* **Dataset rows showing where objects appear**:
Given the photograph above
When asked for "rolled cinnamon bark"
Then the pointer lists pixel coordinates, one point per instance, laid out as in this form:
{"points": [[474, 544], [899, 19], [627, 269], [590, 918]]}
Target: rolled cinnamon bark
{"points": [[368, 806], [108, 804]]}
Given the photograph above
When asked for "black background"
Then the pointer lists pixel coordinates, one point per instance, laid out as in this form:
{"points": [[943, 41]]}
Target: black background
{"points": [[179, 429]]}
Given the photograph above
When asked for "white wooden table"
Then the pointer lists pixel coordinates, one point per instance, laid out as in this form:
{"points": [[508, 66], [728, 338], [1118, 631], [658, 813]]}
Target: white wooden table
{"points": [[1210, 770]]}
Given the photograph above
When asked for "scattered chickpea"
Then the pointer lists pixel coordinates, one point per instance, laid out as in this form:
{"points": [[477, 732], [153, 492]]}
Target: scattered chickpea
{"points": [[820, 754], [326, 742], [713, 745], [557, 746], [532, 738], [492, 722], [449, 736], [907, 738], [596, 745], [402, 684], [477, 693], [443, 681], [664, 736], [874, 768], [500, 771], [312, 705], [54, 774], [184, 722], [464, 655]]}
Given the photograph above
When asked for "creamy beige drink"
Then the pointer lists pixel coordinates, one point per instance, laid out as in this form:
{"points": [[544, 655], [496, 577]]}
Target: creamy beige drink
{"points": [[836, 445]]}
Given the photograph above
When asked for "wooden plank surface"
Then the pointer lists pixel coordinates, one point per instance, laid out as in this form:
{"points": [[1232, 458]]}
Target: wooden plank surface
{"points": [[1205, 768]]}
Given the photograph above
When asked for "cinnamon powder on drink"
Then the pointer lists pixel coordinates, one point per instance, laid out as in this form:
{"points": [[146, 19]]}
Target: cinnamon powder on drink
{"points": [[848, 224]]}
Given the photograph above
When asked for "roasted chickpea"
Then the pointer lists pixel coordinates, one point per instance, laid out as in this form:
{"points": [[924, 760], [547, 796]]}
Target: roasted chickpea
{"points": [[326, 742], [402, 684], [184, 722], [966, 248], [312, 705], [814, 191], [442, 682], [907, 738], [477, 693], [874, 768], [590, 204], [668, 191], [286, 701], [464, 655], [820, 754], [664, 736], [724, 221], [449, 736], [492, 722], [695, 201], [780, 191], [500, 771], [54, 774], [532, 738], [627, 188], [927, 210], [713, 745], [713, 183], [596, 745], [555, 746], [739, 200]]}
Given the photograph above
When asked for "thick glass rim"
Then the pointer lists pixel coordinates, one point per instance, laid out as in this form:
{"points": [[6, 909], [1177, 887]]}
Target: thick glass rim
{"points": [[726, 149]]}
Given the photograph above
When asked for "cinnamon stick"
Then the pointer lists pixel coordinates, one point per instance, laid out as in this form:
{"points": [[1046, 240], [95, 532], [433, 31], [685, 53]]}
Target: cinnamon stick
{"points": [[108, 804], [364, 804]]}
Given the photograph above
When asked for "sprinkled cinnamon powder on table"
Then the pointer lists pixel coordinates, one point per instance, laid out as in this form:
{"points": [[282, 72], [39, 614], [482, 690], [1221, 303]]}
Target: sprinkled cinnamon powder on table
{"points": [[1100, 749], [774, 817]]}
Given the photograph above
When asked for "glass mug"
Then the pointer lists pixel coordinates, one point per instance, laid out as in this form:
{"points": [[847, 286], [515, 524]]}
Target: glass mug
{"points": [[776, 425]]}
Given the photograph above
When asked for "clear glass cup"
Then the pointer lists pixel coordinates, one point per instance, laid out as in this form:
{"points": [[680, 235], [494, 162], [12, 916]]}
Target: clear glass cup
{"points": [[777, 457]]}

* **SHORT EXERCISE**: Retype all of the rows above verbatim, keeping every character and line break as it is.

* **TASK RESPONSE**:
Given the photograph above
When asked for "rolled cinnamon bark"
Then the pointer lists pixel coordinates, one point per instance, laid out as in this form:
{"points": [[474, 544], [899, 19], [627, 269], [590, 918]]}
Target: rolled cinnamon bark
{"points": [[368, 806], [108, 804]]}
Given the photograph above
When asked for "black background"
Then the pointer lists pixel coordinates, one point per instance, laid out as in this form:
{"points": [[943, 41]]}
Target: black background
{"points": [[179, 429]]}
Given the photograph above
When asked for "white wooden table"
Then the pointer lists pixel coordinates, one point per instance, laid out as in this form:
{"points": [[508, 66], [728, 338], [1118, 631], [658, 813]]}
Target: white wooden table
{"points": [[1210, 770]]}
Given the photograph above
When asked for "scattered chickpea"
Then the pointer lists pixel coordinates, one point per instance, laid out as in this form:
{"points": [[477, 732], [153, 492]]}
Target: scattered chickpea
{"points": [[820, 754], [326, 742], [713, 745], [557, 746], [532, 738], [492, 722], [449, 736], [907, 738], [596, 745], [402, 684], [477, 693], [443, 681], [664, 736], [874, 768], [500, 771], [312, 705], [54, 774], [184, 722], [464, 655]]}
Given the photograph above
When asked for "creamy beige drink"
Then the pointer lists pixel coordinates, one point per instance, laid out as in this form:
{"points": [[544, 655], [496, 577]]}
Target: creamy beige drink
{"points": [[836, 445]]}
Given the photograph above
When asked for "wooden plank surface"
Then the pointer lists pixel coordinates, one point per instance, laid out as in this form:
{"points": [[1232, 458]]}
Target: wooden plank surface
{"points": [[1205, 768]]}
Given the photograph above
When asked for "cinnamon powder on drink"
Then the pointer lists pixel coordinates, one point per instance, laid out as in this form:
{"points": [[146, 19]]}
Target: cinnamon powder on drink
{"points": [[848, 224]]}
Given the photograph above
When asked for "roasted chickpea"
Then the pointer lists pixel coordinates, one point per instance, laid out as in this form:
{"points": [[924, 760], [547, 796]]}
Target: roasted chickpea
{"points": [[326, 742], [402, 684], [184, 722], [966, 248], [312, 705], [814, 191], [442, 682], [907, 738], [477, 693], [874, 768], [590, 204], [668, 191], [286, 701], [464, 655], [820, 754], [664, 736], [724, 221], [449, 736], [492, 722], [695, 201], [780, 191], [500, 771], [54, 774], [532, 738], [627, 188], [927, 210], [713, 745], [713, 183], [596, 745], [555, 746], [739, 200]]}
Given the photograph above
When asked for "thick glass rim"
Then the pointer lists pixel coordinates, one point per instance, laid out as in this form:
{"points": [[6, 909], [1177, 887]]}
Target: thick glass rim
{"points": [[726, 149]]}
Given the photograph above
When asked for "cinnamon stick"
Then the pointer lists pixel coordinates, one point per instance, laid out as in this form:
{"points": [[1046, 240], [95, 532], [433, 31], [685, 53]]}
Target: cinnamon stick
{"points": [[108, 804], [364, 804]]}
Given the photograph above
When asked for "sprinkled cinnamon powder on table"
Then the pointer lists pixel coordinates, one point per instance, laid out as in this form:
{"points": [[282, 72], [39, 614], [482, 690], [1221, 303]]}
Target: sprinkled cinnamon powder on table
{"points": [[1100, 749], [774, 817]]}
Given the photograph above
When asked for "glass mug"
Then the pointer lists pixel coordinates, one point per instance, laid out as in this form:
{"points": [[847, 286], [515, 524]]}
Target: glass mug
{"points": [[776, 425]]}
Given the photograph above
When asked for "clear glass cup"
Then the pointer lists pixel coordinates, one point per instance, laid out as in this form:
{"points": [[680, 235], [494, 162], [12, 916]]}
Target: clear glass cup
{"points": [[777, 457]]}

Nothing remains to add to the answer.